Consignes:
1. D'après le jugement, à quelle date l'audience s'est-elle tenue à Toronto ?
2. Extrayez du jugement, à l'identique, le passage qui commence aux mots « [1]               La Cour » et prend fin après les mots « réfugié (la CISR). ».

Texte choisi:
+++

MINISTRE DE LA CITOYENNETÉ ET DE L’IMMIGRATION

intimé

 

 

 

Audience tenue à Toronto (Ontario), le 19 novembre 2012

Jugement rendu à Ottawa (Ontario), le 7 décembre 2012

 

MOTIFS DU JUGEMENT :                                                                               LE JUGE EVANS

Y ONT SOUSCRIT :                                                                                   LA JUGE SHARLOW

                                                                                                                         LE JUGE STRATAS

 


Date : 20121207

Dossier : A‑90‑12

Référence : 2012 CAF 325

 

CORAM :      LE JUGE EVANS

                        LA JUGE SHARLOW

                        LE JUGE STRATAS

 

ENTRE :

ERIK FEIMI

appelant

et

MINISTRE DE LA CITOYENNETÉ ET DE L’IMMIGRATION

intimé

 

 

MOTIFS DU JUGEMENT

LE JUGE EVANS

A.        INTRODUCTION

[1]               La Cour statue sur l’appel interjeté par Erik Feimi, un ressortissant de l’Albanie, d’une décision de la Cour fédérale (2012 CF 262) par laquelle le juge Martineau (le juge de première instance) a rejeté sa demande de contrôle judiciaire visant à faire annuler la décision rendue le 26 juillet 2011 par la Section de la protection des réfugiés (la SPR) de la Commission de l’immigration et du statut de réfugié (la CISR).

+++

[Données enregistrées]
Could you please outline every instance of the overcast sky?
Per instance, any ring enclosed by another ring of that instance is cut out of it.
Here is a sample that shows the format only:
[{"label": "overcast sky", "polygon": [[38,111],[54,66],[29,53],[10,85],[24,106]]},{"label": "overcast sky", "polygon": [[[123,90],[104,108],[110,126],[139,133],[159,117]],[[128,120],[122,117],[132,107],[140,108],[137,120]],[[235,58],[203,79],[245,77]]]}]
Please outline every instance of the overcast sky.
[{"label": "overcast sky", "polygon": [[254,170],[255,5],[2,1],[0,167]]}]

+++

Exercices corrigés:
1. Le 19 novembre 2012.

2.
[1]               La Cour statue sur l’appel interjeté par Erik Feimi, un ressortissant de l’Albanie, d’une décision de la Cour fédérale (2012 CF 262) par laquelle le juge Martineau (le juge de première instance) a rejeté sa demande de contrôle judiciaire visant à faire annuler la décision rendue le 26 juillet 2011 par la Section de la protection des réfugiés (la SPR) de la Commission de l’immigration et du statut de réfugié (la CISR).